━━━━━ DATA ENTRIES ━━━━━

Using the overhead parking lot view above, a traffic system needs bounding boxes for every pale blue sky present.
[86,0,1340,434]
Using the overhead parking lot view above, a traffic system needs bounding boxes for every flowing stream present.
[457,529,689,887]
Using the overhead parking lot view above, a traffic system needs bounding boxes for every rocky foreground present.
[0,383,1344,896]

━━━━━
━━━━━ DATA ENTRIES ━━━━━

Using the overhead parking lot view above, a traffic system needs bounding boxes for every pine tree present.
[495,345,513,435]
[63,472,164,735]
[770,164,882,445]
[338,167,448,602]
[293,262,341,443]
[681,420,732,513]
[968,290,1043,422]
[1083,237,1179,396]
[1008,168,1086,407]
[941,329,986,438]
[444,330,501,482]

━━━━━

- WHAT NEEDS TO BE DONE
In the lines from the one with "blue sky present." to the one with "[0,383,1344,896]", change "traffic system" to "parking app" and write those lines out again, leaving everything else as it is.

- ANSWER TO THIS PROBLEM
Using the overhead parking lot view above, a parking app needs bounding boxes for every pale blue sky present.
[86,0,1340,434]
Using the overhead parking lot view above, a parking app needs bounding boxes for every flowing stream present.
[457,529,689,887]
Using the overhead parking lot view above, a parking app needs bounding boxes for every rocky foreground present.
[0,383,1344,896]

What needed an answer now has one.